Records shown:

-- Opening Marker --

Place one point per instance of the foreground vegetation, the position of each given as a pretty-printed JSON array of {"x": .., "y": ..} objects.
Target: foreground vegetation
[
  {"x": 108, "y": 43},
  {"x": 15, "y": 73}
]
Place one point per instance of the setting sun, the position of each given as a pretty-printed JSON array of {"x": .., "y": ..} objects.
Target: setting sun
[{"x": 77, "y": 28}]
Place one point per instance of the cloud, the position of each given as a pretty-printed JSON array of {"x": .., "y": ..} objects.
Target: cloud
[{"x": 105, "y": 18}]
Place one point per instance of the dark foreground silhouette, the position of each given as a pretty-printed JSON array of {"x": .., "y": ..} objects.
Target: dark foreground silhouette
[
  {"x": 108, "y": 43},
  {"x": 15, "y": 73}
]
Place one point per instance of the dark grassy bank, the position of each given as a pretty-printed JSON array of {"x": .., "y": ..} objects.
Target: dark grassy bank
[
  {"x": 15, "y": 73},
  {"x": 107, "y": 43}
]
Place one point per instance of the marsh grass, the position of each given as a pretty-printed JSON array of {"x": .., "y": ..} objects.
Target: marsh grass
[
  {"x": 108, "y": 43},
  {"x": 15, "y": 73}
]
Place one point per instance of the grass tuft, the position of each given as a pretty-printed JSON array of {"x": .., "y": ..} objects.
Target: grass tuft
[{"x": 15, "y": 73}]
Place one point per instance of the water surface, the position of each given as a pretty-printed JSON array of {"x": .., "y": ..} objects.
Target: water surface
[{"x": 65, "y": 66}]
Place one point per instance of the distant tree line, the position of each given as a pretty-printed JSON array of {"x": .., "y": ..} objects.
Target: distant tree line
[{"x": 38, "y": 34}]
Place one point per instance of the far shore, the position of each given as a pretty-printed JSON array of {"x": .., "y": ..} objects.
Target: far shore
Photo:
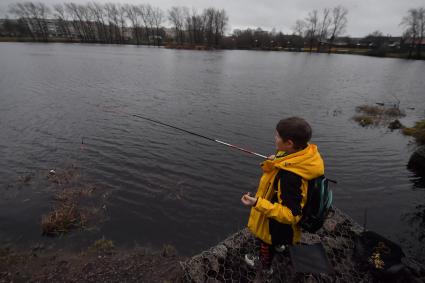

-- Closing Marker --

What you should do: Starting with the line that holds "Place one point per instance of the grass", retype each line through the last one in the listing above, exactly as written. Do not copy any pictures.

Solved problem:
Place one point per instance of the grass tuft, the position of each given as a pretty-printed JSON array of {"x": .., "y": ..} objects.
Target: grass tuft
[{"x": 15, "y": 73}]
Place one point per instance of the water surface, the position of each given as a pretty-printed JSON array of {"x": .., "y": ..} objects.
Target: water surface
[{"x": 65, "y": 66}]
Place one point per instance of the distant tree line, the position of each given as a pretty-printed JSON array of {"x": .., "y": ..} objects.
Target: distant tree line
[{"x": 38, "y": 34}]
Place one point per instance of the far shore, the position of each given as a pretty-printed JSON array of {"x": .., "y": ..} objects.
Target: far shore
Photo:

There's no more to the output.